■ **Your goal**
Write out again only the part of the listing that opens with the line containing "Target: white front door" and closes with the line containing "111), (168, 108)]", substituting "glass pane" for "window pane" and leaving everything else unchanged.

■ **Position identification records**
_ _ _ _ _ _ _

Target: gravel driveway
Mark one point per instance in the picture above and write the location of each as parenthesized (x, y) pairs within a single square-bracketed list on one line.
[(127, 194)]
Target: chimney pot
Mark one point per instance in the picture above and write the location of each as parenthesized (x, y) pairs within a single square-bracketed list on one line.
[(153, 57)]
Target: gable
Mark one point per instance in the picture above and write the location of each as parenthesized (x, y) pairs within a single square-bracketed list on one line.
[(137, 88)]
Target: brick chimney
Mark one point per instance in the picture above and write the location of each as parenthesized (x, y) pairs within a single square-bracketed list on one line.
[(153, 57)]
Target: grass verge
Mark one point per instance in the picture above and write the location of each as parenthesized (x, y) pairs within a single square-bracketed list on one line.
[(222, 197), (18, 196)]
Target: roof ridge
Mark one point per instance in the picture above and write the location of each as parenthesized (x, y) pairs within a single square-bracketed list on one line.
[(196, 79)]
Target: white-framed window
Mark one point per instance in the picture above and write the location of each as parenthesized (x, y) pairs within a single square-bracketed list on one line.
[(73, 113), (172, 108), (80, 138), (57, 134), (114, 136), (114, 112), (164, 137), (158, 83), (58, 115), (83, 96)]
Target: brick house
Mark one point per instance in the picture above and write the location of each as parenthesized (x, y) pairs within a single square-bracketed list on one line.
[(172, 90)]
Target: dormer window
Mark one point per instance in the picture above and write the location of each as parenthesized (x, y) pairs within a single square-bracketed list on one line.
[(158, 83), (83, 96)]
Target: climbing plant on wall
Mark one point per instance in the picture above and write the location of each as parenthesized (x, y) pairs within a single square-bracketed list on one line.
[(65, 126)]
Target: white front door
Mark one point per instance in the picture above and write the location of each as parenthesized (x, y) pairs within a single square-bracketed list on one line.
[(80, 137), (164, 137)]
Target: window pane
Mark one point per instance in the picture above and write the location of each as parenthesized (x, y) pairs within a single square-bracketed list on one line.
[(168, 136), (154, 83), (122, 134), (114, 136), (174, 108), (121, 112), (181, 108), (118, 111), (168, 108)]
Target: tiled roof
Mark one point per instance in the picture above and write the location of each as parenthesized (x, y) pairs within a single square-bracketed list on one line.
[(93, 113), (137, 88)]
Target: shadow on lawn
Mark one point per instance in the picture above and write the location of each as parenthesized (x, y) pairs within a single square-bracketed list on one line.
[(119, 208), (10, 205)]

_ _ _ _ _ _ _

■ **In response**
Target: white front door
Mark one point per instance in the picture above and write the location of each as parenthesized (x, y) pairs within a single square-bracketed list on one line.
[(80, 137), (164, 137)]
Target: glass pane
Mark one point per instance in the picture above and write the location of each as parenthesized (x, y) pairs within a single square-bracketed list on one line.
[(168, 136), (154, 83), (122, 134), (114, 136), (174, 108), (121, 112), (181, 108), (118, 111), (168, 108)]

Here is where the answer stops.